__Texte fourni__.
Cette troisième hypothèse fut celle que vous souteniez alors, monsieur le directeur général. Les objectifs annoncés de ce rapprochement furent de renforcer les fonds propres de l'AFD pour lui permettre d'honorer ses engagements et de développer les synergies importantes qui existent entre la Caisse des dépôts et l'AFD, sur le modèle de la Kreditanstalt für Wiederaufbau (KfW ; en français : Établissement de crédit pour la reconstruction) allemande. Or, il est apparu très vite que la nécessité de respecter le modèle financier de la Caisse des dépôts rendait difficile le modèle d'une filialisation. Vous avez récemment appelé, monsieur le directeur général, à s'appuyer davantage sur les investissements publics à l'occasion d'une tribune dans Les Échos. Le rapprochement entre la Caisse des dépôts et l'AFD pourrait-il être réactualisé, et si oui, comment ?

La loi Sapin II, en son article 153, prévoyait la publication d'un rapport sur cette alliance nouvelle. Qu'en est-il ?

Si cela n'était pas possible, comment accroître l'activité internationale de la Caisse des dépôts, qui dispose d'un budget confortable ?

Ensuite, comment permettre à l'AFD de répondre à une critique qui lui est souvent adressée, à savoir celle de ne pas financer beaucoup de micro-projets en raison de ses procédures financières très complexes ?

__Énoncé 1__.
Combien de lignes de la liste ci-dessous contiennent la chaîne « fence » ? Comptez-les en respectant la casse et donnez uniquement le nombre.
Le texte ci-dessus et la liste qui suit n'ont aucun rapport entre eux.

__Données de l'exercice__.

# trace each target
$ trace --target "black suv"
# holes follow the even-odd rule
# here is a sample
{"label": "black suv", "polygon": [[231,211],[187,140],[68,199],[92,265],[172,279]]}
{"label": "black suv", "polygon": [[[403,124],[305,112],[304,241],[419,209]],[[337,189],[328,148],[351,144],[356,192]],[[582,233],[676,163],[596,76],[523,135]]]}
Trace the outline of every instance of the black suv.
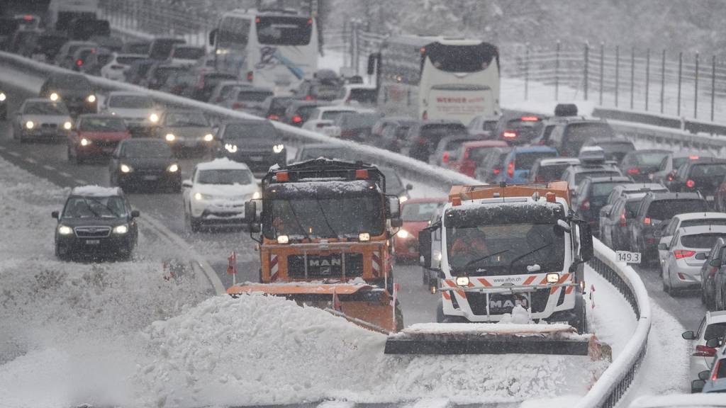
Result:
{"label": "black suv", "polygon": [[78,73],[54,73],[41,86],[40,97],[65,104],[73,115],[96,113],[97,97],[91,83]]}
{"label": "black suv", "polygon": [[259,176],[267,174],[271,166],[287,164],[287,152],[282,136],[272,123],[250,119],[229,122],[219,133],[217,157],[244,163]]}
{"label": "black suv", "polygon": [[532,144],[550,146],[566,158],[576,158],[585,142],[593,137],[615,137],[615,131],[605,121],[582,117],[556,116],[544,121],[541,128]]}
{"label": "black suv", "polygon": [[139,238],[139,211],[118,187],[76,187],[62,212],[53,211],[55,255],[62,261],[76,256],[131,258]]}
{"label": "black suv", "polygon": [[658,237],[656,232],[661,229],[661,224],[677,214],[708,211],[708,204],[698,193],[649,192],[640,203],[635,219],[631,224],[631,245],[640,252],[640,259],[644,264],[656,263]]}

--

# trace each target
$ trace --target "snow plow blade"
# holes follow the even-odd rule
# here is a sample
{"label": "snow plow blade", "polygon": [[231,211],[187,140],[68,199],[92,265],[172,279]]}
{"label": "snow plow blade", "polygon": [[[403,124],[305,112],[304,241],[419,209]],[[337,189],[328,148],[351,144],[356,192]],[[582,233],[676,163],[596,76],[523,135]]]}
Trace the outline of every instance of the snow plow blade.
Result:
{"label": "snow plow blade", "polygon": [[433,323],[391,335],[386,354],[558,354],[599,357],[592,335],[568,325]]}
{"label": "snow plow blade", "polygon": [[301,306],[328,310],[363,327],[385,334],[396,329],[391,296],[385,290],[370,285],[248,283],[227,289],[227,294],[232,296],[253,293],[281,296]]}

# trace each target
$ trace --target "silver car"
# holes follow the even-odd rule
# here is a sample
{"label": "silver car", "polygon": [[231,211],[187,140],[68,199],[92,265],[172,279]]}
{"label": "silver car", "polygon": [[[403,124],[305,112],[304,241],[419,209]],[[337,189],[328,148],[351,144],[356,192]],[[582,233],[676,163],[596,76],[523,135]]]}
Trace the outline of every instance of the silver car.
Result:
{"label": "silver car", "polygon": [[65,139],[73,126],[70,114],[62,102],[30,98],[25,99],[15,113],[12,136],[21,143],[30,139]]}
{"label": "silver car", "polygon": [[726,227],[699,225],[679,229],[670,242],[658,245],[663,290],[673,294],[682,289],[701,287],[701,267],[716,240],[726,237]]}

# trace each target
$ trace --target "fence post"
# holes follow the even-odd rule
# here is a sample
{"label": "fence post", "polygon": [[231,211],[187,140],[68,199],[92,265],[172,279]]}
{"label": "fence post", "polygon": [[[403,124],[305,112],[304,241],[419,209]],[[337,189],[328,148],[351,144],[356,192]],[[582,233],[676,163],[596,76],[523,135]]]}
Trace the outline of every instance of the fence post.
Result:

__Énoncé 2__.
Renvoyez à l'identique le passage du texte sur l'AFD et la Caisse des dépôts, plus haut, qui s'ouvre sur les mots contenant « Ensuite, comment permettre » et se termine par « financières très complexes ? ».

__Corrigé 1__.
4

__Corrigé 2__.
Ensuite, comment permettre à l'AFD de répondre à une critique qui lui est souvent adressée, à savoir celle de ne pas financer beaucoup de micro-projets en raison de ses procédures financières très complexes ?